● **Coordinate annotation records**:

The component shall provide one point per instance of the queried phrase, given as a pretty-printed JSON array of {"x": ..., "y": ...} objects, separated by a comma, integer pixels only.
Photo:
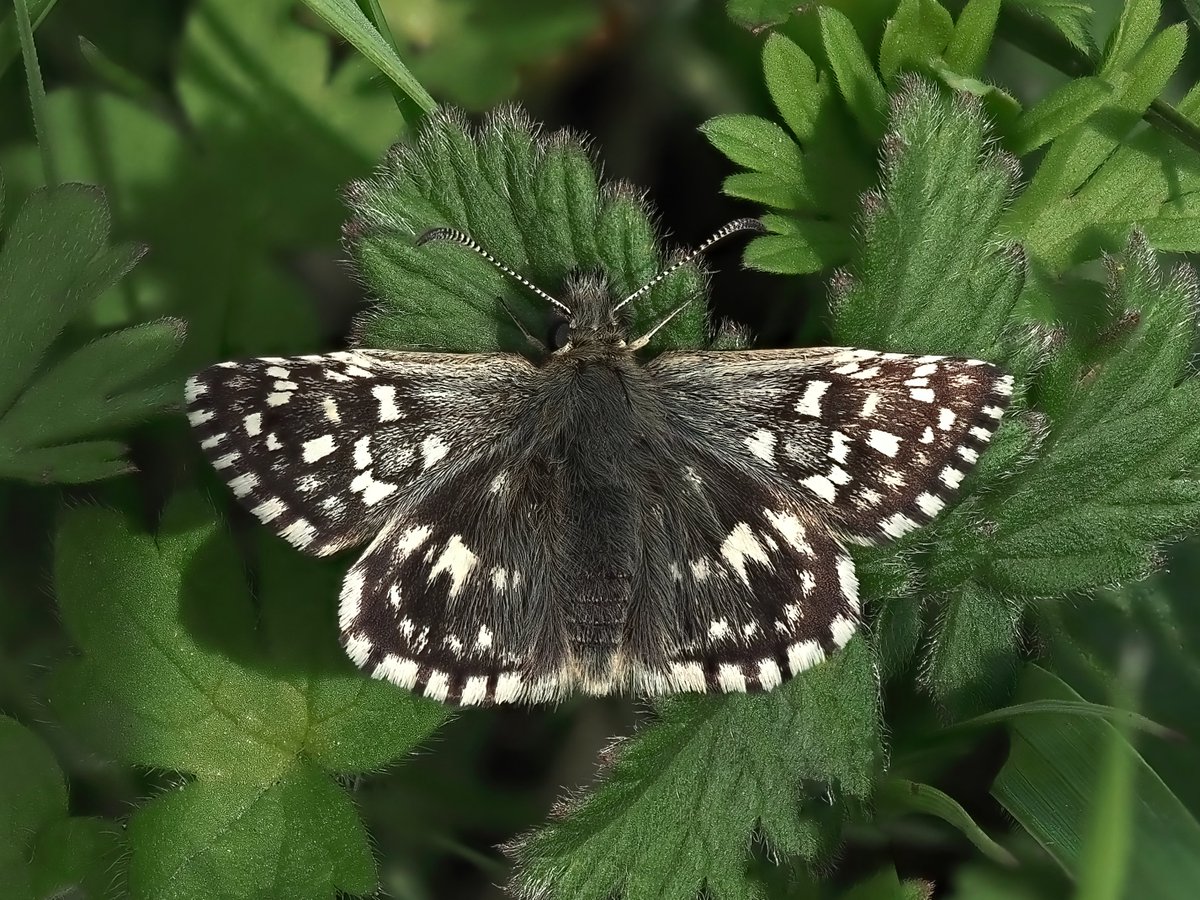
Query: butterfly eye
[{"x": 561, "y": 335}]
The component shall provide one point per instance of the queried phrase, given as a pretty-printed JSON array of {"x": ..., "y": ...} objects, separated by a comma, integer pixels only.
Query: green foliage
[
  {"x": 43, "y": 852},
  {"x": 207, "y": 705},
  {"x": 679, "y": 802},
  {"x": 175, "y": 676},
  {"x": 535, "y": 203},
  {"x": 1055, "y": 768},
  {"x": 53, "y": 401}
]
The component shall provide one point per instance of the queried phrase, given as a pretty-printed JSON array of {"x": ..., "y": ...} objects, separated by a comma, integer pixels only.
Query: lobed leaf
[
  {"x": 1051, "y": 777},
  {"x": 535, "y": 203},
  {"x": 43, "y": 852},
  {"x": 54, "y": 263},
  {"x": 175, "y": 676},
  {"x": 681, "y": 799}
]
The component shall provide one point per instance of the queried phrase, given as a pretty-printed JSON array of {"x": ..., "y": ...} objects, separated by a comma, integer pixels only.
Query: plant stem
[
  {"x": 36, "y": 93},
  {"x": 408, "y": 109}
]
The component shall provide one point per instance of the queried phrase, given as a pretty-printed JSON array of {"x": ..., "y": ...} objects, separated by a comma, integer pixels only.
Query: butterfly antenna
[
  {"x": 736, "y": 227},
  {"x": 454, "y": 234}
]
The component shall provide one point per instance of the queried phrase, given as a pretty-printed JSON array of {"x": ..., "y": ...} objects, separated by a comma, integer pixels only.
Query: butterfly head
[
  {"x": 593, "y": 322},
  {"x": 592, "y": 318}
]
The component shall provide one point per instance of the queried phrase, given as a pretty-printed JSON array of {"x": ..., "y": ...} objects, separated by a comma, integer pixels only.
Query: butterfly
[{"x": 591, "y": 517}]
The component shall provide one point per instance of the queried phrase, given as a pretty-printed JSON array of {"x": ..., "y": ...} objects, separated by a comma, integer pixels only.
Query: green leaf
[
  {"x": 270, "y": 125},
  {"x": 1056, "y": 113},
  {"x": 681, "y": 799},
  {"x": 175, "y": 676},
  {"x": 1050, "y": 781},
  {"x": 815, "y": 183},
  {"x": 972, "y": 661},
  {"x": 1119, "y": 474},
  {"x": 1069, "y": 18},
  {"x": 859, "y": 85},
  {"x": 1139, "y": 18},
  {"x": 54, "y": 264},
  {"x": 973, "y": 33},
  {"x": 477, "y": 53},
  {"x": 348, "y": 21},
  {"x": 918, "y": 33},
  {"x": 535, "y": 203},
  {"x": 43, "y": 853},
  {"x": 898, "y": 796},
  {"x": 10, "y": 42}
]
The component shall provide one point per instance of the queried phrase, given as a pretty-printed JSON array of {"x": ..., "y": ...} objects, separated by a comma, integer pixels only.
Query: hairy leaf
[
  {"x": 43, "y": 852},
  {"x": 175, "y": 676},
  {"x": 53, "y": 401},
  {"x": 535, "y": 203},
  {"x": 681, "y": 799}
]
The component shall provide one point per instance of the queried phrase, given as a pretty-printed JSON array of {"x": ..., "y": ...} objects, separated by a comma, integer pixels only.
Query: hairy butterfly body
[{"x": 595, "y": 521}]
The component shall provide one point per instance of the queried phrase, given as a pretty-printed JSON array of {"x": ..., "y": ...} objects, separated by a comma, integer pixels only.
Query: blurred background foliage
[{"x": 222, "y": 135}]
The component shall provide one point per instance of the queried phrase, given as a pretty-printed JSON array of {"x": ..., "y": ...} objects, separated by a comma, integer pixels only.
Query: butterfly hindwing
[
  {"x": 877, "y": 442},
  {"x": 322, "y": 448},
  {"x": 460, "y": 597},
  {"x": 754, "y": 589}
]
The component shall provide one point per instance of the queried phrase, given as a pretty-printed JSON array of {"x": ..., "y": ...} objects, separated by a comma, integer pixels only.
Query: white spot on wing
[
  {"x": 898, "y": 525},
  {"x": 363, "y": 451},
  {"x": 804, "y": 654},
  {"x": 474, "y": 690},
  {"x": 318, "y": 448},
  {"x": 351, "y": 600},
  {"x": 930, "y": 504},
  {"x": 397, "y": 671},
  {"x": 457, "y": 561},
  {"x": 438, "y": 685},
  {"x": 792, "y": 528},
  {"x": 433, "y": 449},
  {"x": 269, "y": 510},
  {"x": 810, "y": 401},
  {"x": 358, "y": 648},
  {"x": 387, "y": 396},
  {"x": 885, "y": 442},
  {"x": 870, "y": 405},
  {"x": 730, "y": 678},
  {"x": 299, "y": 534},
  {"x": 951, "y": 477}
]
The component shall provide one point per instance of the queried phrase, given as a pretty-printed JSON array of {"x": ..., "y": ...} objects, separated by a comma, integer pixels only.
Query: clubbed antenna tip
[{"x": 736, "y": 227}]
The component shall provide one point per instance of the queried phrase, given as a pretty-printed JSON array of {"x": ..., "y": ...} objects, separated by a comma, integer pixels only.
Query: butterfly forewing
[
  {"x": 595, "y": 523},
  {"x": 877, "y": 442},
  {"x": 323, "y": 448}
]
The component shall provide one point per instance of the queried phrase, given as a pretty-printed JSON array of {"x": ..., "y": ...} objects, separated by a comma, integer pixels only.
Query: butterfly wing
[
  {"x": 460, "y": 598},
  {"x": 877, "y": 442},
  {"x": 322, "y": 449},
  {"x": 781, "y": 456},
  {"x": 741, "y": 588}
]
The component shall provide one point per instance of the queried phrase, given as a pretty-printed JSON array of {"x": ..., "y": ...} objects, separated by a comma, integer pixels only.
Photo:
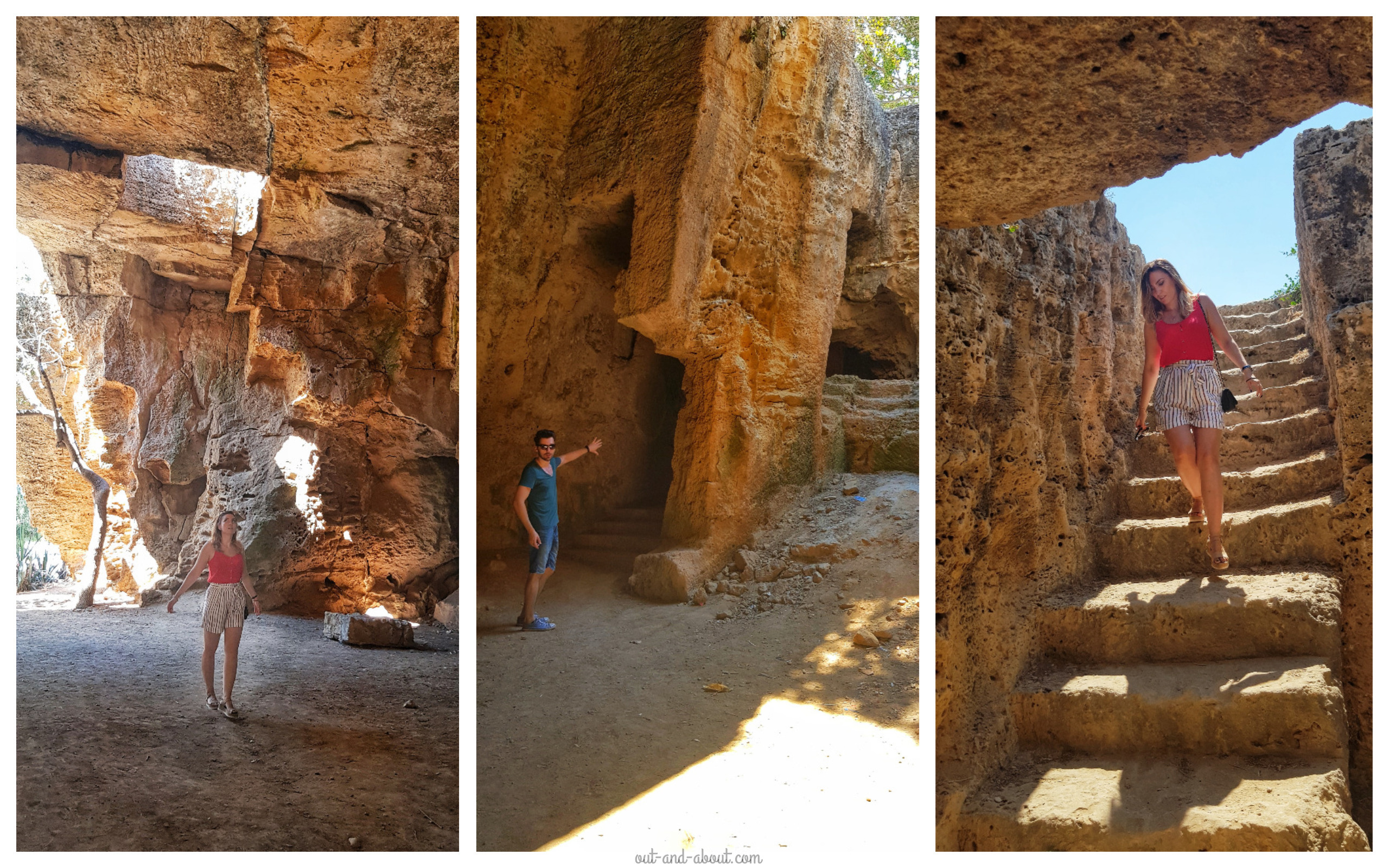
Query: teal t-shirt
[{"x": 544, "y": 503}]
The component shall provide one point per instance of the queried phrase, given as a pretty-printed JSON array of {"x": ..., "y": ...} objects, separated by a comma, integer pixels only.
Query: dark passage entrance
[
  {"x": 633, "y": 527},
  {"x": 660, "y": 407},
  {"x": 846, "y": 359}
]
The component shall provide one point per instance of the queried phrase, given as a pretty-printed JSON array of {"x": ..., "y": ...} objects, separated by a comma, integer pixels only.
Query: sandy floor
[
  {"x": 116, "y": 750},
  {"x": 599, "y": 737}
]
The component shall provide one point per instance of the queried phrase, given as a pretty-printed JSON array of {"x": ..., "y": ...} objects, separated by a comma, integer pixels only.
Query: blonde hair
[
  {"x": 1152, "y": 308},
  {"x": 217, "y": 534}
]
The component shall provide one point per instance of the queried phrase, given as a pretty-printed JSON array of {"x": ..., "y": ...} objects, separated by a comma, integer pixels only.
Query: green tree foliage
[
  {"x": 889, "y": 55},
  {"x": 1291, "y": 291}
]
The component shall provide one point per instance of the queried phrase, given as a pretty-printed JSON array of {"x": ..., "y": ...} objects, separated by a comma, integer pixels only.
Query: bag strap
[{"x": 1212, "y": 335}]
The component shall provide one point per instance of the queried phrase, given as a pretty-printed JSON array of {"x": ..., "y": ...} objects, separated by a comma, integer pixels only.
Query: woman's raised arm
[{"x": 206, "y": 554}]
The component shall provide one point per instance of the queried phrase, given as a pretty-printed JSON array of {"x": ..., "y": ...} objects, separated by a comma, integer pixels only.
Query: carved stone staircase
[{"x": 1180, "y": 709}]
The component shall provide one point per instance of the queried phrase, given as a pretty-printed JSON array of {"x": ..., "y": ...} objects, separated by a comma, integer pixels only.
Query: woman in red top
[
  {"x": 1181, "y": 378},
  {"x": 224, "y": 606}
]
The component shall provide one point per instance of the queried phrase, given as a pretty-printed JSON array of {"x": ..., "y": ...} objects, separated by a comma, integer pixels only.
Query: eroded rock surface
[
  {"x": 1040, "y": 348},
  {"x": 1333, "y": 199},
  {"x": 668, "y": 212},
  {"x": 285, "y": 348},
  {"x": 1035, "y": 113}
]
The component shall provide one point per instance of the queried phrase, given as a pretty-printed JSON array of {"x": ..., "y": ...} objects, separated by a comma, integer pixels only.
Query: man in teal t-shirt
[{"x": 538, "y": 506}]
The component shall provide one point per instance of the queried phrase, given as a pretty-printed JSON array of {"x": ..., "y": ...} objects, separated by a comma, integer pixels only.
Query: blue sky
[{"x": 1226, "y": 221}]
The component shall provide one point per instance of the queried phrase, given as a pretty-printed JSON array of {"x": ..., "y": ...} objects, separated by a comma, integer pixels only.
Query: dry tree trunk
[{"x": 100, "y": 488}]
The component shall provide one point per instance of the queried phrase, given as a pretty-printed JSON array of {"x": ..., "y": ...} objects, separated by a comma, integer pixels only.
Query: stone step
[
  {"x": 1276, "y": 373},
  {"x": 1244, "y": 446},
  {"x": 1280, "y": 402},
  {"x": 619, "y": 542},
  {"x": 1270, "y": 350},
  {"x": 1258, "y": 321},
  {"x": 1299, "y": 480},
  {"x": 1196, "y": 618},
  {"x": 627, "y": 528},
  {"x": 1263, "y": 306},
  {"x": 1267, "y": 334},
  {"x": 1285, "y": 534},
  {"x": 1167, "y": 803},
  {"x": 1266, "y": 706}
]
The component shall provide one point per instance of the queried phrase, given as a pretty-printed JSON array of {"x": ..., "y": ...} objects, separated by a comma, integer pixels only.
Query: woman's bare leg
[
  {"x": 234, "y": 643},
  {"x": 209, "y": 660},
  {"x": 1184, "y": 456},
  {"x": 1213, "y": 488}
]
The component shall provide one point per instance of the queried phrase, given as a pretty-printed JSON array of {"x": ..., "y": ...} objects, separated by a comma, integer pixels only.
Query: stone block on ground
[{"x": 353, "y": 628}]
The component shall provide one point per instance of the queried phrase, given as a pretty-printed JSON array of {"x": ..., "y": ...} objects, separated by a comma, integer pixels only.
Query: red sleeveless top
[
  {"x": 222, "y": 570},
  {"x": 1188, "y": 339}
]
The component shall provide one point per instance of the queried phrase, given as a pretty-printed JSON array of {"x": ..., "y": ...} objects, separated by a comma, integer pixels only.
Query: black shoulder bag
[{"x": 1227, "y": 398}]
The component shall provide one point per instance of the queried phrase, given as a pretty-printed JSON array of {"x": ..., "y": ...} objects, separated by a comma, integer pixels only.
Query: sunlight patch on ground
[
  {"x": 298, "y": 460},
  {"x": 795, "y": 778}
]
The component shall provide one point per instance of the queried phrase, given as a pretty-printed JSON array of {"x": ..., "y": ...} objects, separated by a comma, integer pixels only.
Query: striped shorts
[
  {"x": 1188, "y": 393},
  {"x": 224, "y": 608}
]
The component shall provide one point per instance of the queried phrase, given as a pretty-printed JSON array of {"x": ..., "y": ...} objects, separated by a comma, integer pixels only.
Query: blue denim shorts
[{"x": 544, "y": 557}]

● **Job**: Gather every line of the items above that contains the string "woman". Letter case matters.

● **Solution to this exercise**:
Query: woman's raised arm
Query: woman in red top
Query: woman's bare leg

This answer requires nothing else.